== Job ==
Rewrite the records between the lines holding "target: white railing" and "[[195, 70], [199, 98], [256, 95], [256, 63]]", inclusive, as a two-column CSV with the headers request and answer. Give one row per request, put each value in a single quoted field, and replace line breaks with spaces.

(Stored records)

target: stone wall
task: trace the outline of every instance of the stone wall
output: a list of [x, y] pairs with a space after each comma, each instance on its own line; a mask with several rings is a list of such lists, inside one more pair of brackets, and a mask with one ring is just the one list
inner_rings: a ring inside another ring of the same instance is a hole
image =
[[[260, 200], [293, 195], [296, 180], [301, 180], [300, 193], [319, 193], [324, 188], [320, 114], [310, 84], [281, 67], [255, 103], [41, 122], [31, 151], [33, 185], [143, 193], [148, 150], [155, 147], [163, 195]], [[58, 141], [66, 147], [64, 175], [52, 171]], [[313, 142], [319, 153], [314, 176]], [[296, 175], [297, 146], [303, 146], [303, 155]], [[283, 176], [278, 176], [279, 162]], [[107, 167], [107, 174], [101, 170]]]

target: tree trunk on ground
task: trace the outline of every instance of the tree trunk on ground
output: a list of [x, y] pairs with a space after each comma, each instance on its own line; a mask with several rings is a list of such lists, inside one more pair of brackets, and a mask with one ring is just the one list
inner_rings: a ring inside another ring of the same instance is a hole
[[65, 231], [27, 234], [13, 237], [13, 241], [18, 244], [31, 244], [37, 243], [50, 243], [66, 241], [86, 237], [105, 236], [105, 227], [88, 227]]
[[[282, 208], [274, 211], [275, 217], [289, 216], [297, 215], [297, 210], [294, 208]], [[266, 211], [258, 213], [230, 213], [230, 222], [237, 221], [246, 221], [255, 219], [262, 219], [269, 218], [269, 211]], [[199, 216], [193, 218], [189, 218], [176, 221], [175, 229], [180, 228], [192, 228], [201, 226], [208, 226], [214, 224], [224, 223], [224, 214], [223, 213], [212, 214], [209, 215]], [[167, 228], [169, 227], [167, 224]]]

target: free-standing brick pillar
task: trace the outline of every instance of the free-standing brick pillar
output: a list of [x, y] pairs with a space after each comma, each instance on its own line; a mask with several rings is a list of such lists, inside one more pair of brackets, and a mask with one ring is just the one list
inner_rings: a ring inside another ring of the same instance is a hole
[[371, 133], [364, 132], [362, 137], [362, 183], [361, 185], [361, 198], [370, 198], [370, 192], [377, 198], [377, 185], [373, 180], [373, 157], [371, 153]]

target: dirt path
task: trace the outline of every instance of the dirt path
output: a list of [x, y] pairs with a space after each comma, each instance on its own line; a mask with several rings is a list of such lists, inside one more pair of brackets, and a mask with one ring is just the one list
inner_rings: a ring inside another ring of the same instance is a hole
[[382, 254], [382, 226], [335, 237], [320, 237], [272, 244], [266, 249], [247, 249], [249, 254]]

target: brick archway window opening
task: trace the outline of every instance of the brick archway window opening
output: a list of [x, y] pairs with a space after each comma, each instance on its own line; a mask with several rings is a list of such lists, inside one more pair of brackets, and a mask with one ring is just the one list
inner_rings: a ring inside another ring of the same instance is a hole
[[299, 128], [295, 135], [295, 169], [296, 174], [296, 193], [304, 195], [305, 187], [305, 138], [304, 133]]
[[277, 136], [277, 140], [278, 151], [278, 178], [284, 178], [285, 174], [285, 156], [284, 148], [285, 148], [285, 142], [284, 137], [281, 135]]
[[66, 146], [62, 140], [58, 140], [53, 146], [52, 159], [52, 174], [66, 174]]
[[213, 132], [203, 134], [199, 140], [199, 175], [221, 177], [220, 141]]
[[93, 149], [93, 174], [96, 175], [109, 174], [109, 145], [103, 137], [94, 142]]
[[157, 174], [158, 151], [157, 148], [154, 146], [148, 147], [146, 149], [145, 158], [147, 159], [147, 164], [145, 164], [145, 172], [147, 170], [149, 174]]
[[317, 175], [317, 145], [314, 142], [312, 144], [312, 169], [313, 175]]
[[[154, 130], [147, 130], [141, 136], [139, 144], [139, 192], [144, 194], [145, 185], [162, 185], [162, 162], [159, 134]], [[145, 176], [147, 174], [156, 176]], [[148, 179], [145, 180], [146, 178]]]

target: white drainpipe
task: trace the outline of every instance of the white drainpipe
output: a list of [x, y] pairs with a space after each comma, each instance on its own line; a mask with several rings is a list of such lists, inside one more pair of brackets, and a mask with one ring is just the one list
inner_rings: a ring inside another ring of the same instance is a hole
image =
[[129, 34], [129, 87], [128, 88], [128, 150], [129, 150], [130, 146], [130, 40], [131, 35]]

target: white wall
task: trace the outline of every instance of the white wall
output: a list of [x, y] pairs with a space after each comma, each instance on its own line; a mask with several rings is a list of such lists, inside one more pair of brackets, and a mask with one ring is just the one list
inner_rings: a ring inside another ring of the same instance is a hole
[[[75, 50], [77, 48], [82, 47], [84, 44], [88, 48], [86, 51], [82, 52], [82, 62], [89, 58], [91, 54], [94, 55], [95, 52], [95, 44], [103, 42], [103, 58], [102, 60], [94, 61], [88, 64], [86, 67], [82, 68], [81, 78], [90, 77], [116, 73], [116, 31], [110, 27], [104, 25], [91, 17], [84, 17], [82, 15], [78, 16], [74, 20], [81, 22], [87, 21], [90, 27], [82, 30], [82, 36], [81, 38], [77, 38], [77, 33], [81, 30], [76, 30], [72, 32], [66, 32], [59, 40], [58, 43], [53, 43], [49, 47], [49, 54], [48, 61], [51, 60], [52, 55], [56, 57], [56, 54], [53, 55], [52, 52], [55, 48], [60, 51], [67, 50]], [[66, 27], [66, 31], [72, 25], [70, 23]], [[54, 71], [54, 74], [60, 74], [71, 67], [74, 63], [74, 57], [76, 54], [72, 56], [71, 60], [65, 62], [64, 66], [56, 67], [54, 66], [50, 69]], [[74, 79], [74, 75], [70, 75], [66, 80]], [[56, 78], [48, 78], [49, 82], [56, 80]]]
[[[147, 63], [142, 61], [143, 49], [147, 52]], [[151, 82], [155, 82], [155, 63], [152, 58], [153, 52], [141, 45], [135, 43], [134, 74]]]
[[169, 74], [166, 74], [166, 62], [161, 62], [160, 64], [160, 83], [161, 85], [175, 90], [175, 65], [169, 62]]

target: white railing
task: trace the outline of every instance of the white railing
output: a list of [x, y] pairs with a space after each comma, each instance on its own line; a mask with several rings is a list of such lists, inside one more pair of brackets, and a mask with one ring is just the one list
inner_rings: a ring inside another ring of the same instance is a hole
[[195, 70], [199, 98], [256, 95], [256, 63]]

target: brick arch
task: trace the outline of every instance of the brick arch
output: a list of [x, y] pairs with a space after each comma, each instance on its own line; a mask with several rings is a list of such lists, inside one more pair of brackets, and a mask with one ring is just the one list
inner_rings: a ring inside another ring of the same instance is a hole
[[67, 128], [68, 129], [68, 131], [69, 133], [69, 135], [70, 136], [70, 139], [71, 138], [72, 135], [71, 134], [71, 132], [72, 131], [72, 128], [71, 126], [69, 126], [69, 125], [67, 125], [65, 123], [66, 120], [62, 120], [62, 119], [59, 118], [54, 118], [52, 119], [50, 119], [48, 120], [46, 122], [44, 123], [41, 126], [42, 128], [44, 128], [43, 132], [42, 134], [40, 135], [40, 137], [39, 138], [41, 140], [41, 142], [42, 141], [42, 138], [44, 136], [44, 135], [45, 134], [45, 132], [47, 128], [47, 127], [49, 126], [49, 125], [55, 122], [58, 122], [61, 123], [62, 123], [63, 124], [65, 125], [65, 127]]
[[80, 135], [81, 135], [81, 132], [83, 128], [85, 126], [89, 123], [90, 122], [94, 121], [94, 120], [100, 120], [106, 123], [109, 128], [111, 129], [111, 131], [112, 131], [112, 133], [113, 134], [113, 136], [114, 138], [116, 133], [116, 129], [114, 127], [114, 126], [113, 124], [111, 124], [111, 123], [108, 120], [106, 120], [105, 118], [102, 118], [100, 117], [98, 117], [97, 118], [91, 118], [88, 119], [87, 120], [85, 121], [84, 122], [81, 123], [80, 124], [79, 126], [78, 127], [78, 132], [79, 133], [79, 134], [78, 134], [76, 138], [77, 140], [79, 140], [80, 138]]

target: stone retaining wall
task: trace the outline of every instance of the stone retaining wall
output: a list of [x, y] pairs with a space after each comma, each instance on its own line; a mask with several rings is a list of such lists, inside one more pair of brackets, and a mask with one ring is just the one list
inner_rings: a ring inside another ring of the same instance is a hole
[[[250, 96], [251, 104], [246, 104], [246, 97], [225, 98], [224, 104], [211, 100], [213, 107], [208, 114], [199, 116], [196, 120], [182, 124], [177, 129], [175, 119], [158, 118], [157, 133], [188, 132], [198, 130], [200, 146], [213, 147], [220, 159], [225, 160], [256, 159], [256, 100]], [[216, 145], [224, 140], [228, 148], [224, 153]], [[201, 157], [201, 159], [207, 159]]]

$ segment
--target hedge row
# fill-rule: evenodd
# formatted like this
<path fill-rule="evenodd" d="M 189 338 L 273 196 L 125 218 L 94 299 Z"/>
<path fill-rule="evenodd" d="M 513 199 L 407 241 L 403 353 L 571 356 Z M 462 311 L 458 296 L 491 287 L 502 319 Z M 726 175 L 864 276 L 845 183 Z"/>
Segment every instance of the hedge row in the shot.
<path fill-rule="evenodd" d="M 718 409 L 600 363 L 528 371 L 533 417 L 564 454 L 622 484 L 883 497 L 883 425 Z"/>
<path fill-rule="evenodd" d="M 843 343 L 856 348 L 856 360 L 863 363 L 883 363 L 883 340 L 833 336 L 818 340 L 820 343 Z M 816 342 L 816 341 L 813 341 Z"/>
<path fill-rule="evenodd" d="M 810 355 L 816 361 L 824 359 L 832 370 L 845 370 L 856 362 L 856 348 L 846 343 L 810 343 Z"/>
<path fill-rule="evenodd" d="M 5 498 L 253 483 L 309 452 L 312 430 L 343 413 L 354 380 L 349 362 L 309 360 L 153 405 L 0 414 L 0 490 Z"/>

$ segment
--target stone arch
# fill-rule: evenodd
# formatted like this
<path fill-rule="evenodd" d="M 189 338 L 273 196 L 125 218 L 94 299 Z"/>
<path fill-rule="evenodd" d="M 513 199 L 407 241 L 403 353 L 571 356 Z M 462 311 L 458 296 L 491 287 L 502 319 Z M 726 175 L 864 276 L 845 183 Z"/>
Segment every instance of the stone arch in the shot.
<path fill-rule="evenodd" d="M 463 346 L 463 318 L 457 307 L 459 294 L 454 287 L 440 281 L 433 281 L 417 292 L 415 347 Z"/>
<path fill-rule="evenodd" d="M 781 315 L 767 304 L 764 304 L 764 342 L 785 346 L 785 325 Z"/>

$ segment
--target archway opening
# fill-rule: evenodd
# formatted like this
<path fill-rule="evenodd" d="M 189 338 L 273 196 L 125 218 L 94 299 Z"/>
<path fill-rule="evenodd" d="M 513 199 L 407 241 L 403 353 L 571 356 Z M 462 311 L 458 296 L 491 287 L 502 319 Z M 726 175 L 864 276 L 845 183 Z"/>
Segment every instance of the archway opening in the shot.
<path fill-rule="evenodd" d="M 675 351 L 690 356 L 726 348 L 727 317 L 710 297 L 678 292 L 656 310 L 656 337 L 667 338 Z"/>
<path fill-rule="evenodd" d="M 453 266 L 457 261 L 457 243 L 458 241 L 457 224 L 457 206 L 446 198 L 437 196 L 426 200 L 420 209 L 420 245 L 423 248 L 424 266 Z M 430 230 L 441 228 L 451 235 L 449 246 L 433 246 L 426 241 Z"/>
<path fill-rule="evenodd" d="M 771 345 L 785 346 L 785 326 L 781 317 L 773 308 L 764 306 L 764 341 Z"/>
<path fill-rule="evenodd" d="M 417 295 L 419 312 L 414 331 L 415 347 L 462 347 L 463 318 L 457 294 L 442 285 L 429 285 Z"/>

== Written solution ==
request,answer
"target: white railing task: trace the outline of every instance of the white railing output: a list of [x, y] pairs with a space after each comma, each instance on its own line; a mask with several rings is a list of such lists, inside one more pair of brackets, and a mask with one ring is just the one list inner_rings: a ring inside another ring of the same instance is a hole","[[195, 70], [199, 98], [256, 95], [256, 63]]"